● **Task directions**: Copy out every record precisely.

● **Data provided**:
^^^^^^^^^^^^^^^^

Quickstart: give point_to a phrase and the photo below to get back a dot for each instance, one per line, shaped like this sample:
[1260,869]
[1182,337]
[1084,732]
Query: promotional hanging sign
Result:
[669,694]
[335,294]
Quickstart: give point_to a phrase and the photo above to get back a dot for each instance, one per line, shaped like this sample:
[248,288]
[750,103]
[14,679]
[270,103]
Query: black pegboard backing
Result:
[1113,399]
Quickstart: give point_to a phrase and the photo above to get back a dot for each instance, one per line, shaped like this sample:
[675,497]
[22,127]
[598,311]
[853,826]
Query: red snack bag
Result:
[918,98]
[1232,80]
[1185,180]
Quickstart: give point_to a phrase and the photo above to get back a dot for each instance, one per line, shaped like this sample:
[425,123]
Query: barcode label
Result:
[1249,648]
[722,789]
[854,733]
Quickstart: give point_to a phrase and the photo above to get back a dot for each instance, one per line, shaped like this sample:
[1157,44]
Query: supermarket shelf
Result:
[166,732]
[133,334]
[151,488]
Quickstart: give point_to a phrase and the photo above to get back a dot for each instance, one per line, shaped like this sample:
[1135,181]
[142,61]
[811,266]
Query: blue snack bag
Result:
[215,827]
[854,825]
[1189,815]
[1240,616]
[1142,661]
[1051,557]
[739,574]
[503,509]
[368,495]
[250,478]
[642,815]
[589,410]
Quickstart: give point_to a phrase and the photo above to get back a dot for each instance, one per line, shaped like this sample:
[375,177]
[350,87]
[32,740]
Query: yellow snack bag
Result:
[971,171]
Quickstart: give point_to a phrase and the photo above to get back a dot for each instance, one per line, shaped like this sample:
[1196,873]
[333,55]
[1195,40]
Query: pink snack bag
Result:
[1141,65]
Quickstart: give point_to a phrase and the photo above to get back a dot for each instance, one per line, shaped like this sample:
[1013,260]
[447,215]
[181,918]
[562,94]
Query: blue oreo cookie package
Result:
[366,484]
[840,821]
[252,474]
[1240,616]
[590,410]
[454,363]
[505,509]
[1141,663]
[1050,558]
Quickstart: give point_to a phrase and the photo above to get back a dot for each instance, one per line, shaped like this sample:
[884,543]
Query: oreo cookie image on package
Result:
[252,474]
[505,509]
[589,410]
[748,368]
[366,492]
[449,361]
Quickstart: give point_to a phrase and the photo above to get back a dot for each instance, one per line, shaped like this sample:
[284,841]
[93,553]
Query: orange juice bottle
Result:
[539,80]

^^^^^^^^^^^^^^^^

● **Complete answer**:
Quickstart: give point_to a phrase and the photo below to get back a dot for each instance, one per line, shaped like this sample:
[1260,869]
[1182,337]
[1084,732]
Query: promotional hanging sign
Result:
[669,694]
[335,294]
Quickstart: give point_to a phrase and the photo above to get back a dot for each instance, one per line, shaped like this sample:
[248,288]
[750,103]
[14,679]
[270,103]
Query: black pegboard backing
Result:
[1113,399]
Quickstart: give point_to a phrase and the photo above to get back a dot for each instance, one per line, shaped like this sample:
[675,497]
[22,127]
[598,311]
[853,826]
Query: red snack bag
Result:
[918,98]
[1232,80]
[1185,180]
Quickstart: give point_to a phrase and the photo above to get back a dot for each instance, one per line, shaped like this sample:
[425,123]
Query: barcode label
Result:
[1249,648]
[722,789]
[854,733]
Quickstart: give point_to a phrase and the photo above to get back a dot for each instance, one per line, shaped like this sample:
[1157,44]
Query: supermarket shelf
Result:
[166,732]
[133,334]
[151,488]
Quickstart: give point_to a phrase and the photo above to get back a dot for each instance, one per line, shaped like this sample:
[1135,181]
[142,61]
[811,266]
Query: blue snack bag
Result:
[215,827]
[854,825]
[1189,815]
[1240,616]
[1142,661]
[1051,557]
[739,574]
[503,509]
[368,495]
[250,478]
[642,815]
[589,410]
Quickstart: give point_to a phrase and the photo above to get back a dot for each instance, one per line, shaped like this sample:
[375,177]
[350,87]
[32,740]
Query: yellow snack bag
Result:
[971,171]
Quickstart: give point_to a phrase and the photo above to get back a dot for each instance, one per line, shaped like this sample:
[1196,873]
[333,55]
[1195,40]
Query: pink snack bag
Result:
[1141,65]
Quickstart: give point_to a phrase and the photo above to get back a dot for each instance, one per line, shaped like this sample:
[1013,260]
[447,215]
[181,918]
[562,94]
Query: blue oreo cookie package
Result:
[366,484]
[840,821]
[252,474]
[1240,616]
[590,410]
[454,363]
[505,509]
[1141,663]
[1050,558]
Quickstart: give point_to a phrase and the photo above to get back a dot for each instance, one per line, shaped like this sample:
[884,543]
Query: oreo cookie image on package
Result:
[252,474]
[505,509]
[589,410]
[748,368]
[366,492]
[449,361]
Quickstart: give point_to a phrase and the photo above to get back a dot for each instance, one per line, shaped like this sample:
[284,841]
[93,553]
Query: orange juice bottle
Result:
[539,80]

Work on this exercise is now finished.